- [Assignment]: Keep every line in which "grass" occurs and drop the rest of the data.

◆ ◆ ◆

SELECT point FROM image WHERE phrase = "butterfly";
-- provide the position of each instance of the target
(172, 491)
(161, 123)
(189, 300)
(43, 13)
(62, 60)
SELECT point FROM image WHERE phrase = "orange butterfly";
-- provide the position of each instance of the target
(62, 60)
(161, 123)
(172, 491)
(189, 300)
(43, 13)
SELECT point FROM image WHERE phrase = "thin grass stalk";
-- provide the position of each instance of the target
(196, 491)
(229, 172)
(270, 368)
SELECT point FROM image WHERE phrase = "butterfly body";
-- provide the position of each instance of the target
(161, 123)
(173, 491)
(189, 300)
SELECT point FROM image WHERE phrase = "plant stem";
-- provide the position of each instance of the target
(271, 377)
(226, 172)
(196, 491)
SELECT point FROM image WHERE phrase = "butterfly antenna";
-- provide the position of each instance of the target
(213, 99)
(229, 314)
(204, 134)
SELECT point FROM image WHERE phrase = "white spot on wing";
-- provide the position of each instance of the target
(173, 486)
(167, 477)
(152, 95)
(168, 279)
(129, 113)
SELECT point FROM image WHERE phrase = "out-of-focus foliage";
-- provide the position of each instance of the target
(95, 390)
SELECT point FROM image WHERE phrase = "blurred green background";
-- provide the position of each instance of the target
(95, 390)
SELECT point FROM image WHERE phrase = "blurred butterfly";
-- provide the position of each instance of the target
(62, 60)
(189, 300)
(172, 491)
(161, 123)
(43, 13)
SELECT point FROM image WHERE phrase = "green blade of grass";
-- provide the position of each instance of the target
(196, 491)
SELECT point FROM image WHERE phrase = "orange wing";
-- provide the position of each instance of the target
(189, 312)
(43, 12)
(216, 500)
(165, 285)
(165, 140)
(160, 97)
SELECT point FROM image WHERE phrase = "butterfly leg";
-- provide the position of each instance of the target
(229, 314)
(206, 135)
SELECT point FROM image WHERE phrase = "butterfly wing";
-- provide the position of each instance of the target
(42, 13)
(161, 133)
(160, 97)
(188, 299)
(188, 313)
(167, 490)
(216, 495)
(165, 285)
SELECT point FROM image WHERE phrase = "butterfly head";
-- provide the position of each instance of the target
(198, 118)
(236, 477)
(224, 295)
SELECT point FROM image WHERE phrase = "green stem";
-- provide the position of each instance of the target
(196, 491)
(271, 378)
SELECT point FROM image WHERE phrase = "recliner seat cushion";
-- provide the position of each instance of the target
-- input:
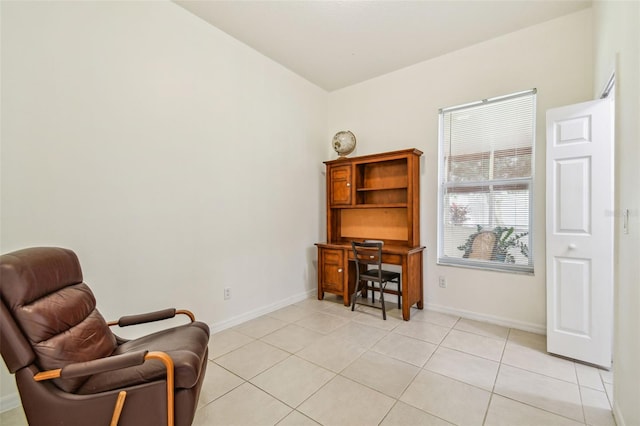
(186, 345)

◆ ◆ ◆

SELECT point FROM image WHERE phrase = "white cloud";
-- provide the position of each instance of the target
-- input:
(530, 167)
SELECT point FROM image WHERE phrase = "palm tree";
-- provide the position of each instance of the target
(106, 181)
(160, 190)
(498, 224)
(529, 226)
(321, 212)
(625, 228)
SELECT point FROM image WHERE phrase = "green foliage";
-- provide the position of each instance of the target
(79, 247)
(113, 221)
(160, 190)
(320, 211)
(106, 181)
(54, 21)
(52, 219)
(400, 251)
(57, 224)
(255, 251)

◆ ◆ ◆

- [Solved problem]:
SELECT point FROM image WHERE phrase = "thin grass stalk";
SELECT point FROM image WHERE phrase = "green blade of grass";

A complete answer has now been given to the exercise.